Count the lines below that contain the string "Target", treating uppercase and lowercase as different. Give only the number.

Point annotations for photos:

▬▬▬▬▬▬

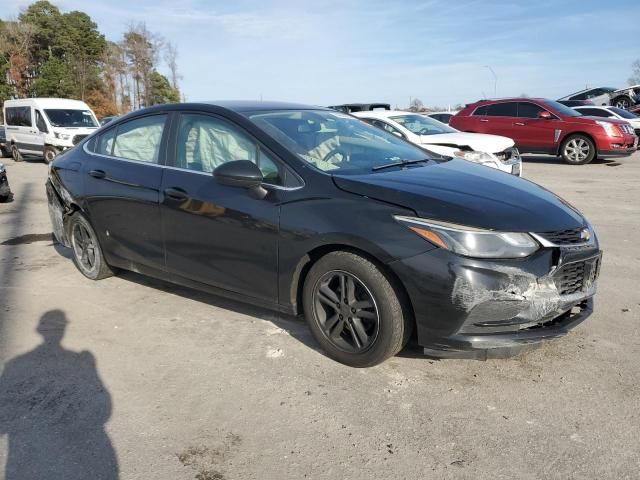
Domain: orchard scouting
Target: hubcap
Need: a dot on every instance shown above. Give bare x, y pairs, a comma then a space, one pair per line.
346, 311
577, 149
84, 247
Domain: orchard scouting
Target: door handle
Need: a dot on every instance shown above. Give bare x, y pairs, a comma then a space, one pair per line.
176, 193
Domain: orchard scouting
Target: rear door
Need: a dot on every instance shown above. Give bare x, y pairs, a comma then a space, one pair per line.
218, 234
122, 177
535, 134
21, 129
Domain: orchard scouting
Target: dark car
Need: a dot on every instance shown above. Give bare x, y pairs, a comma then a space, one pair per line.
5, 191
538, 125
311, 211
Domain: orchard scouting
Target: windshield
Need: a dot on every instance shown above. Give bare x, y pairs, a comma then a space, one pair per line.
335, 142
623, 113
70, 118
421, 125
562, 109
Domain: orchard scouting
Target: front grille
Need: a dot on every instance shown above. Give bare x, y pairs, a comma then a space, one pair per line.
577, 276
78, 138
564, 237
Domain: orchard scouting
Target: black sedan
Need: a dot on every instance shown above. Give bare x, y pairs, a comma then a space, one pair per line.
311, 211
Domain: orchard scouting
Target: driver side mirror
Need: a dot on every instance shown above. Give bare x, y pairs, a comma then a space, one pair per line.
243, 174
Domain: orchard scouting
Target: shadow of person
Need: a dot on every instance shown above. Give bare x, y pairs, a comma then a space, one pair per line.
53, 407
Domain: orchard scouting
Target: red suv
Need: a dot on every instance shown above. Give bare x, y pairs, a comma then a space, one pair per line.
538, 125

▬▬▬▬▬▬

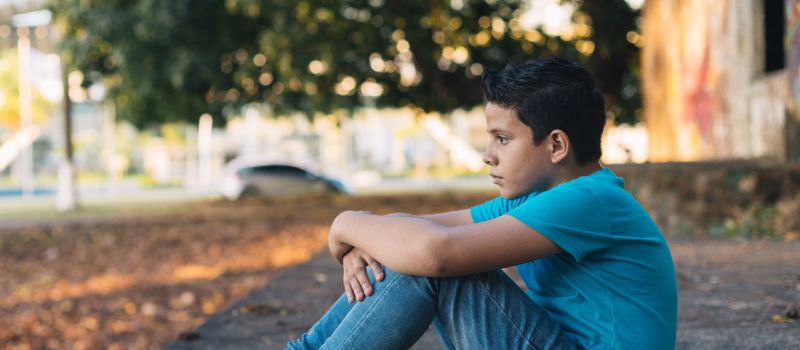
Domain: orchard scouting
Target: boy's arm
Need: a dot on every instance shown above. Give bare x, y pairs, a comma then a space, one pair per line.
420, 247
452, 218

▬▬▬▬▬▬

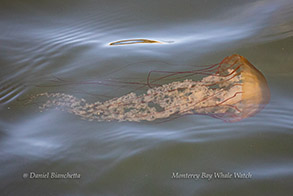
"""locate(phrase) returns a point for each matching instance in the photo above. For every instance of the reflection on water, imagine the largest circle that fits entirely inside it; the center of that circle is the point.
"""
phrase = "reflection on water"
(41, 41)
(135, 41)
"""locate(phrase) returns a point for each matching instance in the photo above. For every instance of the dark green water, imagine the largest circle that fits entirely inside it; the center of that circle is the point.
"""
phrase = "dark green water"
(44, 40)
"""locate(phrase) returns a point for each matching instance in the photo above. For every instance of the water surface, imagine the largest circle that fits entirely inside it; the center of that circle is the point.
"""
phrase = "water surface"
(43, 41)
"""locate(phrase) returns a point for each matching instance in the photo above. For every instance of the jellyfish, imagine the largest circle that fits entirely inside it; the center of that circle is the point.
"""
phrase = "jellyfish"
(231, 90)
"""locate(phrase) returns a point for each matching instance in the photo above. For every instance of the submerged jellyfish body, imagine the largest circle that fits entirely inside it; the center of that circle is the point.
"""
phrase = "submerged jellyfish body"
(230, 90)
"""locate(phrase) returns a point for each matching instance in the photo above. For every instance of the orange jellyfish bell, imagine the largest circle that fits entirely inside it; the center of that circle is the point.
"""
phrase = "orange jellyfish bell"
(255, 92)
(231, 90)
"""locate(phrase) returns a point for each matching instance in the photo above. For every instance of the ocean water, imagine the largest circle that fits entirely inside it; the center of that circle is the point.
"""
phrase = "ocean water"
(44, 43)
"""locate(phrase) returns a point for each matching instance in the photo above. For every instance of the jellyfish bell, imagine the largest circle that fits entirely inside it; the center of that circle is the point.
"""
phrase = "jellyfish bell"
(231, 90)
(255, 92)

▬▬▬▬▬▬

> **Solution to the exercise**
11